## Exercise directions
Each line of the data has to be written out again exactly as shown.

--- Information shown Enclosed Below ---

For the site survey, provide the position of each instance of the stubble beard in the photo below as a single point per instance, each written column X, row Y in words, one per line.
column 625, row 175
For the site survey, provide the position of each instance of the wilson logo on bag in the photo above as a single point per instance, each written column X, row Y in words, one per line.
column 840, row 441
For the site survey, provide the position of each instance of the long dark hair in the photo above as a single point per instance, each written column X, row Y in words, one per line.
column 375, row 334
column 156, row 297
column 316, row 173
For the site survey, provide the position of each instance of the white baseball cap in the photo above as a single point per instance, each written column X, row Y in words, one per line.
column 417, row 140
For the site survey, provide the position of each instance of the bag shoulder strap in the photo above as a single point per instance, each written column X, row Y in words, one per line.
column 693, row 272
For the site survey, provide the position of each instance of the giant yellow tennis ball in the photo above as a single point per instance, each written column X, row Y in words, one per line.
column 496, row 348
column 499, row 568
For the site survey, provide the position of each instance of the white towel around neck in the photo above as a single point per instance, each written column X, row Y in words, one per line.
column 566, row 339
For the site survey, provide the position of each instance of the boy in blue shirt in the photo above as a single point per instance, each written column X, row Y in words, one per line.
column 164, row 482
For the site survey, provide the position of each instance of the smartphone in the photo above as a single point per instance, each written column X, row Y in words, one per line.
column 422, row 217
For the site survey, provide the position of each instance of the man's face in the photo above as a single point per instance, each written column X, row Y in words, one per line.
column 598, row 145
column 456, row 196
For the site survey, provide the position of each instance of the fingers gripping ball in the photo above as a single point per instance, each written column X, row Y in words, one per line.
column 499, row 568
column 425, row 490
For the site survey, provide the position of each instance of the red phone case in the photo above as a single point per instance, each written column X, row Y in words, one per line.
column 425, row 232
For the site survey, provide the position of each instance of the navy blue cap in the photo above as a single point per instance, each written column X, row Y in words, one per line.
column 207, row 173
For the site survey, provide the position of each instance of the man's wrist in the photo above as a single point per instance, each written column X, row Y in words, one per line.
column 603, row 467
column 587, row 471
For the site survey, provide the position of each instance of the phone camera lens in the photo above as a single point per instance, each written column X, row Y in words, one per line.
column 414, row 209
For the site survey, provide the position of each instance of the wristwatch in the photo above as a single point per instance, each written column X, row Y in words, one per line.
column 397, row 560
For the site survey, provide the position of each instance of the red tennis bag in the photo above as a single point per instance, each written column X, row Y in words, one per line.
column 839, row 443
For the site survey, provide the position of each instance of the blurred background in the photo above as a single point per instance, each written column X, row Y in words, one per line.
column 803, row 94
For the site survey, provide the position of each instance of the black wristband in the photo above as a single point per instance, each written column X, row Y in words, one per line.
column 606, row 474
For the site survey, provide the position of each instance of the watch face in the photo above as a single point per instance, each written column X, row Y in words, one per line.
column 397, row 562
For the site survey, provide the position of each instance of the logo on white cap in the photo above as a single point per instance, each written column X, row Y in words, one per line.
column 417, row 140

--- End of Enclosed Information shown ---

## Answer box
For the site survey, provide the position of each instance of the stubble beard in the photo below as a single point per instance, each written column X, row Y in words, one per line.
column 625, row 175
For the site survey, provide the position of each instance of the wilson logo on bag in the photo above as a single point per instance, each written column X, row Y in words, one per line.
column 840, row 441
For the site survey, provide the position of each instance of the long dark hair in the photo above as a single point per instance, each written column X, row Y in words, one per line.
column 375, row 334
column 156, row 297
column 316, row 173
For the site survey, provide the position of each instance of the white baseball cap in the photo above as a single point per instance, each written column X, row Y in words, one per line.
column 417, row 140
For the site survey, provide the position of each instance of the bag shoulder strap in the photo above as a single point per instance, each written column X, row Y in words, one per line.
column 693, row 272
For the site survey, provide the position of each instance of the giant yellow tennis ball in the photo above as a single point per instance, each written column X, row Y in words, one per line.
column 496, row 348
column 499, row 568
For the site survey, provide the position of each instance of the white towel around neck in the photo above as a single point per instance, each written column X, row Y in words, one per line.
column 566, row 339
For the site survey, provide the position of each instance of the boy in blue shirt in the photo above as a single point per instance, each written column X, row Y in words, one per line.
column 164, row 482
For the site survey, provide the position of each instance of the smartphone in the photo above as a single point per instance, each written column X, row Y in words, one per line.
column 422, row 217
For the site survey, provide the position of each instance of the man's face in the photo above as a single point per instance, each written column X, row Y in words, one per line.
column 598, row 145
column 456, row 196
For the site survey, provide the position of each instance of the fingers gripping ball in the photo above as a single point per instance, each written column X, row Y in words, one per line.
column 499, row 568
column 425, row 490
For the site survey, provide the position of each instance of the red phone case in the photo above as a single point per instance, each written column X, row Y in words, one per line.
column 425, row 232
For the site survey, provide the position of each instance of the navy blue cap in the photo above as a single point per instance, each written column X, row Y in words, one per line.
column 207, row 173
For the site survey, provide the position of each instance of the man's wrist in the photo above as a single point per instance, each written column X, row Y in words, one per line.
column 603, row 467
column 587, row 471
For the site survey, provide the position of each instance of the phone camera lens in the photo above as a single point per instance, each written column X, row Y in words, one per line.
column 414, row 209
For the site survey, provide the position of each instance of the wristwatch in the photo above as a single point per instance, each written column X, row Y in words, one per line.
column 397, row 560
For the site survey, provide the position of each instance of the red tennis bag in the photo above as a single point per instance, each written column X, row Y in words, one per line.
column 839, row 443
For the site survey, provide the position of each instance of the blurred background in the photo above as a single point per instance, each written column X, row Y in words, one per line.
column 803, row 94
For the site survey, provide the position of each instance of the black wristband in the photo above as a single point per instance, each written column X, row Y in words, one per line.
column 606, row 474
For the site survey, provide the position of each instance of the watch face in the photo above as a single point per instance, each written column X, row Y in words, one per line.
column 397, row 562
For the site survey, provide the position of each instance of the logo on white cap in the photo above as a single point per instance, each written column X, row Y in words, one per line.
column 417, row 140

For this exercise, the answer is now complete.